**MATERIAL**
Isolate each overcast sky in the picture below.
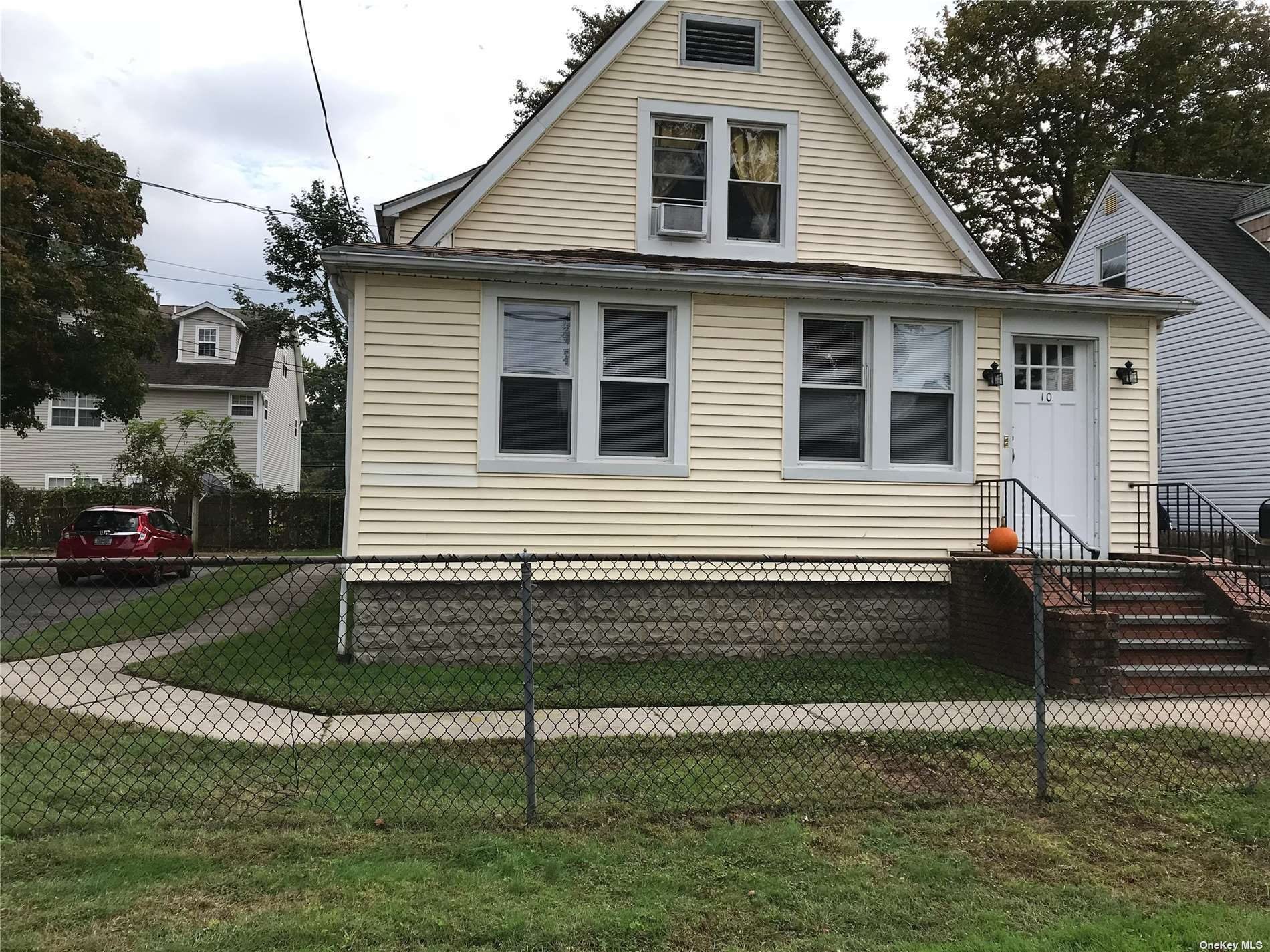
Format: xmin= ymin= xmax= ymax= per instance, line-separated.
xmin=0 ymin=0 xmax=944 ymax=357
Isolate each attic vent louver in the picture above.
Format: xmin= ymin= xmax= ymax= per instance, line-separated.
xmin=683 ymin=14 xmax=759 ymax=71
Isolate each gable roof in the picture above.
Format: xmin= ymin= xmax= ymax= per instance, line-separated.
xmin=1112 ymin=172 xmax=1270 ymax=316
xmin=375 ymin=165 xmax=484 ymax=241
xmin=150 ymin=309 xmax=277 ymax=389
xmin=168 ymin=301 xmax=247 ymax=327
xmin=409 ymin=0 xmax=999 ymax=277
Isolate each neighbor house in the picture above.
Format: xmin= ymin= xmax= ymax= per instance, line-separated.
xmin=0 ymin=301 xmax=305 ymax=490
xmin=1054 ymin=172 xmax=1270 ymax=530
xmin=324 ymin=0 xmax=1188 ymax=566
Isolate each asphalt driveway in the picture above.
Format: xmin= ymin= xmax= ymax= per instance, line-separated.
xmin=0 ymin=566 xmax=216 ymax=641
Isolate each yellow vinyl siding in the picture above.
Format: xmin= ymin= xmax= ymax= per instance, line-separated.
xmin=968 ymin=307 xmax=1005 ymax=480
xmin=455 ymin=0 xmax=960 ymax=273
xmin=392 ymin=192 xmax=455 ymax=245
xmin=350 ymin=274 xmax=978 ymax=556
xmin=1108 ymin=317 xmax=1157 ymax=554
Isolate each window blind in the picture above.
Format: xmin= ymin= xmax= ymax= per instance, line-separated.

**REQUIRED TASK**
Reproduce the material word for word, starting at the line that contains "Isolate each gable roof in the picture above." and ending at the last line of the material, with both of those lines included.

**THE RESULT**
Isolate each gable roof in the picture above.
Format: xmin= ymin= xmax= ymax= per instance, line-separated.
xmin=1112 ymin=172 xmax=1270 ymax=316
xmin=375 ymin=165 xmax=484 ymax=241
xmin=150 ymin=309 xmax=277 ymax=389
xmin=168 ymin=301 xmax=247 ymax=327
xmin=409 ymin=0 xmax=999 ymax=277
Isolate each neighbor house in the picture above.
Format: xmin= ymin= xmax= ymax= per instance, line-separated.
xmin=0 ymin=301 xmax=305 ymax=490
xmin=1054 ymin=172 xmax=1270 ymax=530
xmin=324 ymin=0 xmax=1188 ymax=566
Isolate each asphalt driveway in the picture above.
Format: xmin= ymin= xmax= ymax= per instance, line-separated.
xmin=0 ymin=566 xmax=216 ymax=641
Isolate each yellow vinyl siding in the picture above.
Format: xmin= ymin= xmax= ymax= per instance, line-separated.
xmin=968 ymin=307 xmax=1005 ymax=480
xmin=455 ymin=0 xmax=960 ymax=273
xmin=392 ymin=192 xmax=455 ymax=245
xmin=350 ymin=274 xmax=978 ymax=556
xmin=1108 ymin=317 xmax=1157 ymax=554
Isolate each window blind in the picture above.
Format: xmin= ymin= xmax= ymax= per instance, line-separated.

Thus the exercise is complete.